# start of Document excerpt
# Unsupervised learning 无监督学习

Unsupervised learning is the machine learning task of inferring a function to describe hidden structure from unlabeled data.

Since the examples given to the learner are unlabeled, there is no error or reward signal to evaluate a potential solution.

This distinguishes unsupervised learning from supervised learning and reinforcement learning.

• Clustering
• Association Rule Mining
• Principal Component Analysis
• etc...

# How to evaluate unsupervised learning 如何评价无监督学习

• Usually, we do not have a metric for evaluations
通常没有评估的标准
• But there are two ways 但是有两种方法
1. We can manually look at the outputs, analyze and interpret it, to see whether there are significant differences and they are useful
可以手动查看输出，对其进行分析和解释，以查看是否存在显著差异以及它们是否有用
2. The outputs of unsupervised learning can be used as inputs to a supervised learning process, to see whether the supervised learning can be improved
非监督学习的输出可以用作监督学习过程的输入，以查看是否可以改进监督学习

# Clustering 聚类

「机器学习实战」摘录 - 聚类

Partitional Clustering 分区聚类
just group objects to minimize intra cluster distances and maximize inter cluster distances

Example: Document Clustering

Density Based Clustering 基于密度的聚类
cluster objects based on the local connectivity and density functions

Each cluster has a considerable higher density of points than outside of the cluster

Hierarchical Clustering 分层聚类
a clustering process in order to discover the hierarchical structure, like a hierarchical tree

Example: categories and subcategories; taxonomies

# Partitional Clustering 分区聚类

Partitional Clustering
a unsupervised way to group objects

• Goal:
Finding groups of objects in data such that the objects in a group will be similar (or related) to one another and different from (or unrelated to) the objects in other groups
在数据中寻找对象组，使得一个组中的对象彼此相似 (或相关)，而与其他组中的对象不同 (或无关)

• Notion of a Cluster can be Ambiguous
簇的概念可能是模糊的

• Basic idea

• Measure similarity or distance between each two objects
测量每两个对象之间的相似性或距离
• Group the objects based on these similartiies
根据这些相似性对对象进行分组

• Distance or Similarity Measures 距离或相似性度量
Common Distance Measures:
常见的距离度量方法
1. Manhattan distance:

$X=\left\langle x_{1}, x_{2}, \cdots, x_{n}\right\rangle$

$Y=\left\langle y_{1}, y_{2}, \cdots, y_{n}\right\rangle$

$\operatorname{dist}(X, Y)=\left|x_{1}-y_{1}\right|+\left|x_{2}-y_{2}\right|+\cdots+\left|x_{n}-y_{n}\right|$

2. Euclidean distance:

$\operatorname{dist}(X, Y)=\sqrt{\left(x_{1}-y_{1}\right)^{2}+\cdots+\left(x_{n}-y_{n}\right)^{2}}$

3. Cosine distance:

$\operatorname{dist}(X, Y)=1-\operatorname{sim}(X, Y)$

$\operatorname{sim}(X, Y)=\frac{\sum_{i}\left(x_{i} \times y_{i}\right)}{\sqrt{\sum_{i} x_{i}^{2} \times \sum_{i} y_{i}^{2}}}$

# K-Means Clustering Algorithm K - 均值聚类算法

「机器学习实战」摘录 - K-均值聚类算法

K - 均值是发现给定数据集的$k$ 个簇的算法。
# end of Document excerpt
# start of Provided records
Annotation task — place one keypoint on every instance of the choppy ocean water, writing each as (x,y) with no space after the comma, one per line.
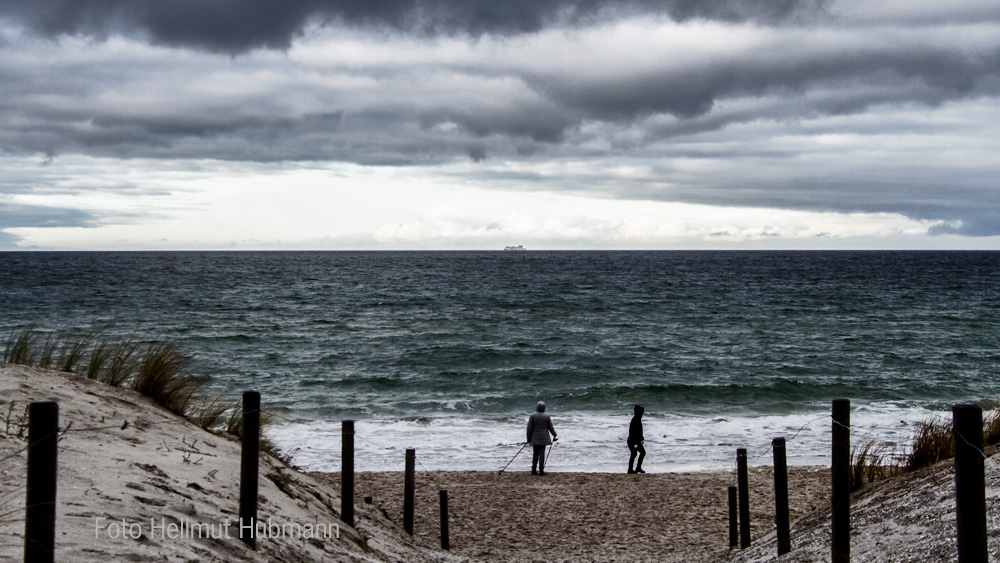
(448,352)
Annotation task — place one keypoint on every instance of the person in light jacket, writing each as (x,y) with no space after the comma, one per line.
(539,427)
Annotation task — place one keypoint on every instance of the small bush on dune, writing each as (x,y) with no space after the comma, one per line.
(932,443)
(872,462)
(99,356)
(124,364)
(48,351)
(159,372)
(19,349)
(210,414)
(71,356)
(162,377)
(991,427)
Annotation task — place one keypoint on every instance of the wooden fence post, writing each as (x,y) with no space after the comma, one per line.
(409,490)
(743,482)
(249,458)
(40,500)
(347,472)
(781,496)
(445,540)
(733,531)
(970,483)
(840,473)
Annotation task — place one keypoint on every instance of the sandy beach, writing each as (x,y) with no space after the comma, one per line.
(589,516)
(160,470)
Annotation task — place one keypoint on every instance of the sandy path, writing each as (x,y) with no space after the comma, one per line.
(589,516)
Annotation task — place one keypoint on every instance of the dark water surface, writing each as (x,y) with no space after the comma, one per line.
(446,347)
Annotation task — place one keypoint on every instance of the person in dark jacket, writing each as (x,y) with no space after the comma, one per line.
(539,427)
(635,441)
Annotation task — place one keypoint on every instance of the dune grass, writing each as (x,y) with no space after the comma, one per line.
(871,462)
(932,443)
(158,371)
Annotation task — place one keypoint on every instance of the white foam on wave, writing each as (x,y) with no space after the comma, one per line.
(594,442)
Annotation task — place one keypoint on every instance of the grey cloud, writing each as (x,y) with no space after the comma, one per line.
(236,26)
(14,216)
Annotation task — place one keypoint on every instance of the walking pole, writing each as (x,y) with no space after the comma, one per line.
(512,459)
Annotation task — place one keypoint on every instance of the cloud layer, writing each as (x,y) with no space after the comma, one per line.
(838,106)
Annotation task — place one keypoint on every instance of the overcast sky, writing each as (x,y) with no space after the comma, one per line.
(473,124)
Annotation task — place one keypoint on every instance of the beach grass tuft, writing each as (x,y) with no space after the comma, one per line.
(932,443)
(871,462)
(158,371)
(211,413)
(163,376)
(19,349)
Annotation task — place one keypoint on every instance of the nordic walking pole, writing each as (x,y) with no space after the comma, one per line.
(554,440)
(512,459)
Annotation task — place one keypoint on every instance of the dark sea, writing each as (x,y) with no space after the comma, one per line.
(448,352)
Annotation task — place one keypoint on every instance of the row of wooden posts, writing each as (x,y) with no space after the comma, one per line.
(970,488)
(970,483)
(42,464)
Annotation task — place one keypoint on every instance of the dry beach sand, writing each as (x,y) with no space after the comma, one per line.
(162,469)
(590,516)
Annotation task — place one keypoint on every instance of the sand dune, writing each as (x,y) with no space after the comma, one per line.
(117,480)
(122,488)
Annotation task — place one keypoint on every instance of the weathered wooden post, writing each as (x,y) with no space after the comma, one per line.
(840,473)
(733,531)
(970,483)
(445,540)
(409,490)
(781,496)
(40,500)
(347,472)
(250,455)
(744,491)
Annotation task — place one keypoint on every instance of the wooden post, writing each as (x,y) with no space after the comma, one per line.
(445,540)
(347,472)
(840,473)
(744,492)
(249,457)
(40,501)
(781,496)
(970,483)
(733,531)
(408,491)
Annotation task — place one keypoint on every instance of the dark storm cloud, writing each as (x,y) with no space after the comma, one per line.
(236,26)
(432,82)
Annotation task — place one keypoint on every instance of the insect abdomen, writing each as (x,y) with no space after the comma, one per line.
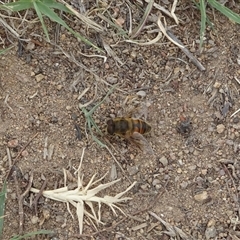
(140,126)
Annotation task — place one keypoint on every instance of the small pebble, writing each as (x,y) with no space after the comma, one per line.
(220,128)
(132,170)
(39,77)
(141,93)
(201,197)
(164,161)
(34,219)
(13,143)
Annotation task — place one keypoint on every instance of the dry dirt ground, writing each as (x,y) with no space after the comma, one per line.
(192,179)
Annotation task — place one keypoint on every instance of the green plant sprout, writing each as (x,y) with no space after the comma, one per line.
(202,5)
(31,234)
(46,8)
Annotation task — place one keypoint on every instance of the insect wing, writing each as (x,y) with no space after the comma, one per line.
(139,140)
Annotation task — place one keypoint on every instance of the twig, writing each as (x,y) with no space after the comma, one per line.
(39,194)
(138,29)
(178,43)
(187,52)
(19,154)
(21,198)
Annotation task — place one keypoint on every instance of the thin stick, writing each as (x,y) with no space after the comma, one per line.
(39,194)
(18,155)
(21,198)
(178,43)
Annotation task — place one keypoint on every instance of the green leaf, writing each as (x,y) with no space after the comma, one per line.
(2,206)
(3,51)
(56,5)
(54,17)
(39,13)
(225,11)
(31,234)
(203,21)
(17,6)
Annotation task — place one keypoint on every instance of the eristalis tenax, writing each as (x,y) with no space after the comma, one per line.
(132,129)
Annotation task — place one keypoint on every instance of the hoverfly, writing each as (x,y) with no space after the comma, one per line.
(131,129)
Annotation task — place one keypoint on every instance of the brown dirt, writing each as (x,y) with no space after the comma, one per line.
(191,181)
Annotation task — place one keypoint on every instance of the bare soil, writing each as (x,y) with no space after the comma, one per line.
(192,179)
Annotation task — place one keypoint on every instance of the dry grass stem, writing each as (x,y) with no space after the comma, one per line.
(86,196)
(173,11)
(172,231)
(83,18)
(138,29)
(178,43)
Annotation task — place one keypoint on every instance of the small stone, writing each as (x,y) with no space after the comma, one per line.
(13,143)
(13,196)
(112,79)
(155,182)
(132,170)
(184,185)
(204,172)
(59,87)
(211,231)
(144,186)
(30,46)
(179,170)
(220,128)
(24,153)
(34,219)
(164,161)
(217,85)
(39,77)
(141,93)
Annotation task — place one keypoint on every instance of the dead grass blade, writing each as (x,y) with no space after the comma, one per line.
(86,20)
(138,29)
(178,43)
(82,196)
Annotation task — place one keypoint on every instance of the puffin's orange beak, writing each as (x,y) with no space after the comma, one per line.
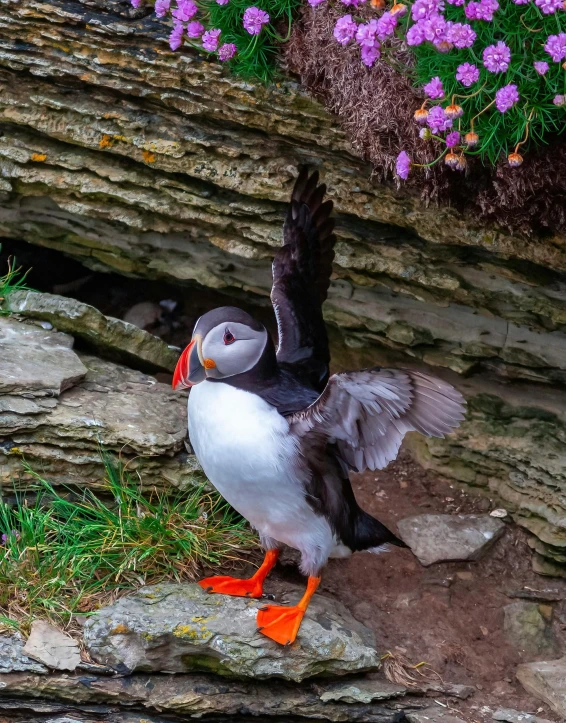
(189,370)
# end of Provided records
§ Tasks for this exercise
(a) Answer these questions about the unsupervised learning notes:
(i) How does a cluster compare with its surroundings in density based clustering?
(ii) What example is given for hierarchical clustering?
(iii) How is cosine distance defined in terms of similarity?
(b) From the unsupervised learning notes, output the passage from "Unsupervised learning is" up to and including "a potential solution.".
(c) According to the unsupervised learning notes, why is there no error or reward signal to evaluate a potential solution in unsupervised learning?
Work only from the text.

§ Answers for the tasks
(a)
(i) Each cluster has a considerably higher density of points than outside of the cluster.
(ii) Categories and subcategories; taxonomies.
(iii) Cosine distance is 1 minus sim(X, Y).

(b)
Unsupervised learning is the machine learning task of inferring a function to describe hidden structure from unlabeled data.

Since the examples given to the learner are unlabeled, there is no error or reward signal to evaluate a potential solution.

(c) The examples given to the learner are unlabeled, so there is no error or reward signal to evaluate a potential solution. This is what sets unsupervised learning apart from supervised learning and reinforcement learning.